::: Recorded information
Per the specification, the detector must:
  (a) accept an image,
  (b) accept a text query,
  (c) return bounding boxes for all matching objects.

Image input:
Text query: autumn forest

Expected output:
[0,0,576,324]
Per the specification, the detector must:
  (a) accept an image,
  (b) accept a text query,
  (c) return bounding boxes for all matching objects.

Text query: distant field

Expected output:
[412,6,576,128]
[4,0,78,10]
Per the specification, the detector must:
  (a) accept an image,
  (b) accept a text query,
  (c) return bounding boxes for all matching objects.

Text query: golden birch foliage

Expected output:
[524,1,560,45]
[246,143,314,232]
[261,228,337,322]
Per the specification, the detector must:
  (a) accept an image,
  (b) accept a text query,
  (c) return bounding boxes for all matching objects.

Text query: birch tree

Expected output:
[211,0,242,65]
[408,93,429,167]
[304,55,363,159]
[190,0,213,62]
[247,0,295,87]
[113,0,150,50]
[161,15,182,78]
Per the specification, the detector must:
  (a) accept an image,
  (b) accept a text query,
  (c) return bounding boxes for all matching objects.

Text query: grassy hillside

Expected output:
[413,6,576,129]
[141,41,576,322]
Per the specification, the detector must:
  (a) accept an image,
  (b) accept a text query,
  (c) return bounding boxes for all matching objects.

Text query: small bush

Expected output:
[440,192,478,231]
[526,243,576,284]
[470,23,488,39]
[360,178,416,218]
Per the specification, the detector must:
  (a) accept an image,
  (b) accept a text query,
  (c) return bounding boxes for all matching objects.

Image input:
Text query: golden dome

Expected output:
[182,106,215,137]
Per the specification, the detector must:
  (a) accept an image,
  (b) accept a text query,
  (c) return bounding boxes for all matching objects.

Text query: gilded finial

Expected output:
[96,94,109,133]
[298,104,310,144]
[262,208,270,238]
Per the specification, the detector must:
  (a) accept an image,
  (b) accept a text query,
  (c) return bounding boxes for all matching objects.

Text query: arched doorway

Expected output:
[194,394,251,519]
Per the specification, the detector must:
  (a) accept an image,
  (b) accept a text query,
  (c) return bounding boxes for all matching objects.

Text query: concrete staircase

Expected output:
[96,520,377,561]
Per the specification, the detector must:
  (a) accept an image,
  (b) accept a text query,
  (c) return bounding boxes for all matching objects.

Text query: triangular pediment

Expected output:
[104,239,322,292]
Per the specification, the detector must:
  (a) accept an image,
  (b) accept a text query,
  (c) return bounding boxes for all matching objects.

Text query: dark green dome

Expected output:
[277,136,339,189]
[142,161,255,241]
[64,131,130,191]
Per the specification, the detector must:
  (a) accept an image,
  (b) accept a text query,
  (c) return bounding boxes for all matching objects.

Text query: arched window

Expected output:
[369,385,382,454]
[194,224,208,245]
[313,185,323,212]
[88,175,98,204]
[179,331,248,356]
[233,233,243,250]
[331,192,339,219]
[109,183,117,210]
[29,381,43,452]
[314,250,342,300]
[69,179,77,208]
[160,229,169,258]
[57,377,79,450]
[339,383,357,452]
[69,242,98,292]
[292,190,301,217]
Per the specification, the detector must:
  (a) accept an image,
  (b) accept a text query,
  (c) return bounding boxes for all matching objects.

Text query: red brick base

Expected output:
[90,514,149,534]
::::::
Goal:
Starting at the beginning of the entries and ending at the line that contains "[4,0,78,10]", write out every line again, requests included, with each bounding-box coordinate shifted up by 81.

Output below:
Per the specification, the detector must:
  (a) accept an image,
  (b) accept a text query,
  (c) return bounding boxes for all matching objects.

Image input:
Text query: autumn forest

Expected output:
[81,81,657,405]
Per the specification, the detector must:
  (a) accept an image,
  (b) accept a text query,
  (c) return bounding boxes for all matching objects.

Text query: distant field

Expected output:
[493,87,657,209]
[85,81,159,91]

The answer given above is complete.